I haven't met them either, but I remember reading about them in some articles people shared on facebook. The articles didn't make any judgement about this subset, they merely mentioned that some of the EAs don't donate anything, because they were students.

And my reaction was: this is so bad for PR. I mean, the whole message of effective altruism is kinda "instead of donating to cute puppies, we use the same money to heal children with malaria". And the obvious reply in such case would be: "well, at least I donated to the cute puppies, while you only participate at the conferences talking about healing children with malaria". A less charitable reply would point out that participating at the EA conferences also costs money.

But maybe in real life the subset is negligible. Internet often exaggerates things.

Comment author: ChristianKl 21 January 2016 09:42:50AM 2 points [-]

And my reaction was: this is so bad for PR. I mean, the whole message of effective altruism is kinda "instead of donating to cute puppies, we use the same money to heal children with malaria".

- **DATA EXCERPTS**

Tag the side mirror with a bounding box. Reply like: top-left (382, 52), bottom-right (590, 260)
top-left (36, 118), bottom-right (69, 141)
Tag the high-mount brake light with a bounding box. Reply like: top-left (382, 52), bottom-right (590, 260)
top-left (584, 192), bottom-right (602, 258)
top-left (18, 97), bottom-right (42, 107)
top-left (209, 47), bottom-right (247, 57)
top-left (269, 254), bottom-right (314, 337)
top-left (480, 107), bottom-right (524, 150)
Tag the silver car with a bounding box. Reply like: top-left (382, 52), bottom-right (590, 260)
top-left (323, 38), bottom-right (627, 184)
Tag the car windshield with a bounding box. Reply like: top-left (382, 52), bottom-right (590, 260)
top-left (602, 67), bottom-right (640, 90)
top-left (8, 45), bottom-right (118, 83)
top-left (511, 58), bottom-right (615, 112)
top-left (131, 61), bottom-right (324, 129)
==
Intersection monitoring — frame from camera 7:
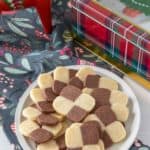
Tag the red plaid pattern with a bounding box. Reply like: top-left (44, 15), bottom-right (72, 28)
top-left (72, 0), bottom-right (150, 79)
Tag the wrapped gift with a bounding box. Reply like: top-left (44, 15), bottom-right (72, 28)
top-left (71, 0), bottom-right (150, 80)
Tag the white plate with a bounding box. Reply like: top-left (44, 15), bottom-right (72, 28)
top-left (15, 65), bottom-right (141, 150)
--
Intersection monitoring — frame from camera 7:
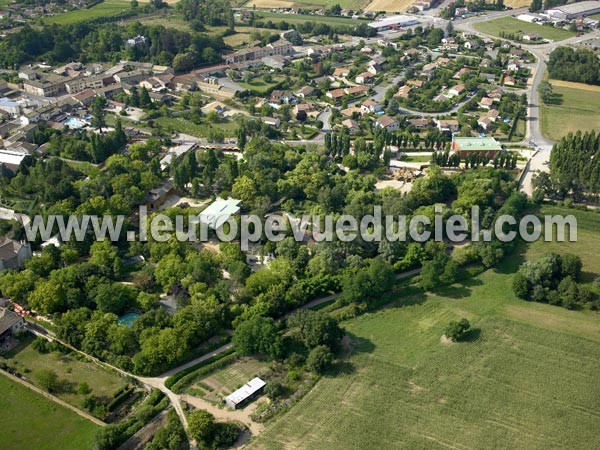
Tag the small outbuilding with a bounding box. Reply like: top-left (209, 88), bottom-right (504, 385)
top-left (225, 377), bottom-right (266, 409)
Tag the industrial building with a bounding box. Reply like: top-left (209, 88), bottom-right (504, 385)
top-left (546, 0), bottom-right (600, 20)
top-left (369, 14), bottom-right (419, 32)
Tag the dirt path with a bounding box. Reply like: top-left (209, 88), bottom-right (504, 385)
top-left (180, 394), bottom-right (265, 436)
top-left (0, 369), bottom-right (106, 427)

- **REQUIRED TASKS**
a - Rewrite the stretch of the effective altruism text from "I haven't met" through "often exaggerates things.", putting "stray kittens" wherever "cute puppies" appears.
b - Pick up the effective altruism text after its final sentence and carry it further.
The lines play no part in this work.

- **WRITTEN ANSWERS**
a -
I haven't met them either, but I remember reading about them in some articles people shared on facebook. The articles didn't make any judgement about this subset, they merely mentioned that some of the EAs don't donate anything, because they were students.

And my reaction was: this is so bad for PR. I mean, the whole message of effective altruism is kinda "instead of donating to stray kittens, we use the same money to heal children with malaria". And the obvious reply in such case would be: "well, at least I donated to the stray kittens, while you only participate at the conferences talking about healing children with malaria". A less charitable reply would point out that participating at the EA conferences also costs money.

But maybe in real life the subset is negligible. Internet often exaggerates things.

b -
I don't think the whole message about effective altruism is about how to donate money. 80,000 hours for example recently wrote Why you should focus more on talent gaps, not funding gaps.

Comment author: landfish 15 February 2016 09:53:30PM 2 points [-]

Exactly.

I know several students are working hard to gain the skills necessary to make big impacts, especially on XRisk reduction. They identify as EAs, and I think it would be the wrong move to tell them they're not "real EAs" because they aren't donating money to EA charities.